┌─ Given entries
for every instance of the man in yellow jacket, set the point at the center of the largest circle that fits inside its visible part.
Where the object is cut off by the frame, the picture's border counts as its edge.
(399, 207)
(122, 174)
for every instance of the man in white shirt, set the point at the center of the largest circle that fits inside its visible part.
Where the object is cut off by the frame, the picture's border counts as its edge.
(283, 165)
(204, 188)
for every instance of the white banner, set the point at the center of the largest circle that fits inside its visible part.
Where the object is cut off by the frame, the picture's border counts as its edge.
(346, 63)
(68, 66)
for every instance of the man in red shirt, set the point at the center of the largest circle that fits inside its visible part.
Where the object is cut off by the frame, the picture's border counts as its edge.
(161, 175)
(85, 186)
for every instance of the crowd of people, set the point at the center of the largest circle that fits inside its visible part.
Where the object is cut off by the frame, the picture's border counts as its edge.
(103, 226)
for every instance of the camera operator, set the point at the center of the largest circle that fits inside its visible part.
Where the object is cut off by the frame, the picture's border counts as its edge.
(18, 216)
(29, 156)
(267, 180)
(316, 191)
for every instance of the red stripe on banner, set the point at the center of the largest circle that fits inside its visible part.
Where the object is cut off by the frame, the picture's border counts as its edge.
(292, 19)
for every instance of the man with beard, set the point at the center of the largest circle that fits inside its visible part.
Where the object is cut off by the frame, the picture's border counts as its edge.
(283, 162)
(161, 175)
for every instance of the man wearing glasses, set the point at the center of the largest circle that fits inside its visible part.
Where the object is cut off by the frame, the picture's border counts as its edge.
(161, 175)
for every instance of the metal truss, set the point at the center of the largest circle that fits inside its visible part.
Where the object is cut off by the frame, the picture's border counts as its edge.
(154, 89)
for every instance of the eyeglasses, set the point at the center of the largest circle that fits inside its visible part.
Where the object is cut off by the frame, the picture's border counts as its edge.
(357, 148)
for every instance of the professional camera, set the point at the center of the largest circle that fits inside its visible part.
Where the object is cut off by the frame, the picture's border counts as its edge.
└─
Problem to work on:
Retype the records from the line containing "for every instance of the man with" up to and including the final line of the records.

Answer below:
for every instance of the man with beard, set the point at the center of the largest circle that fits inside its visible part.
Where the object is cut off by the frame, the picture's border counts as its edge.
(283, 162)
(161, 175)
for every instance of the man wearing glasses, set the point at the center of the largest circle that fits inside its visible part.
Where the object is cut off by the frame, the picture's border counts as its edge.
(161, 175)
for every instance of the metal truss, set the point at the center of the largest circle that fits inside its visible part.
Where the object is cut off by the frame, the picture's border counts as its edge.
(154, 89)
for every instance of the eyeglasses, set the point at the center of the largest circle that fits inside its visible part.
Where the object is cut off by the frame, the picture's border counts as its edge.
(357, 148)
for every instance of the professional camera, set the point at the center of the largest circle that fits inside its visible part.
Where the object is cut off by the frame, the picture's border counts as its edge.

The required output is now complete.